About this exercise:
A single stretch of the material below is to be transcribed exactly, starting at the line with "rough mask: <svg" and ending after the line with "positive clicks: (613, 123)".

Recorded information:
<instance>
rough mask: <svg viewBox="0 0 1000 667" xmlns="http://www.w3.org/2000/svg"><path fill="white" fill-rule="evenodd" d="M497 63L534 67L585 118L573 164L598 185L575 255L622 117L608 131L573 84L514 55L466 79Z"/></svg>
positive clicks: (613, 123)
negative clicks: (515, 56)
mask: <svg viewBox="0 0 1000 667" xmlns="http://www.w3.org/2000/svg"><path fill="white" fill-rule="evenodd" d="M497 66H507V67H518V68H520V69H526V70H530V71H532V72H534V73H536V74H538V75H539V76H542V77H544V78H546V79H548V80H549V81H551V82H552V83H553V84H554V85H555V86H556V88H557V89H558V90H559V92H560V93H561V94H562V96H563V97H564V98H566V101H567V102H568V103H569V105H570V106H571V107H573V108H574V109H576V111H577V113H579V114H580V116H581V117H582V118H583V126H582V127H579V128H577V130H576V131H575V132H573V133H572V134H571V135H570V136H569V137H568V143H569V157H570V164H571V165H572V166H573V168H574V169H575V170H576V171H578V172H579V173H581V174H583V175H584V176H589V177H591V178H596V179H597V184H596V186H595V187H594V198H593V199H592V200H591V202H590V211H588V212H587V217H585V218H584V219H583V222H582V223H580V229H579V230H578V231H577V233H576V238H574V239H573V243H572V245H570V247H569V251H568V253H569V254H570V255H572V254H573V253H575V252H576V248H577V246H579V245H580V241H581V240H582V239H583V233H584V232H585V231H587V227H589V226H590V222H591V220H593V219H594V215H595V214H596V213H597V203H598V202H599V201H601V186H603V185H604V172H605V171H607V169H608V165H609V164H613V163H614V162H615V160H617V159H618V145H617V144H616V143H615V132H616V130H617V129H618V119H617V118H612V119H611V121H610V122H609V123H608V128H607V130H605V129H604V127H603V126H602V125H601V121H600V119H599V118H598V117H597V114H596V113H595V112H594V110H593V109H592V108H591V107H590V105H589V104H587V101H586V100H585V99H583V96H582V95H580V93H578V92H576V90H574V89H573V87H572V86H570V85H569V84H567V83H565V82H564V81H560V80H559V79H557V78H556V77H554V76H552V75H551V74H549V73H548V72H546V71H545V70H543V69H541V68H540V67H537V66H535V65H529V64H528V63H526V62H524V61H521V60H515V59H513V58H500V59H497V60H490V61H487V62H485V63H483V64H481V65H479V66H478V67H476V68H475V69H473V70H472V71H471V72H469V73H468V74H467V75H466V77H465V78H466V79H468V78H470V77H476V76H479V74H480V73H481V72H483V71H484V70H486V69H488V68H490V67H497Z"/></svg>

The completed task:
rough mask: <svg viewBox="0 0 1000 667" xmlns="http://www.w3.org/2000/svg"><path fill="white" fill-rule="evenodd" d="M497 63L534 67L585 118L573 164L598 185L575 255L622 117L608 131L573 84L514 55L466 79Z"/></svg>
positive clicks: (613, 123)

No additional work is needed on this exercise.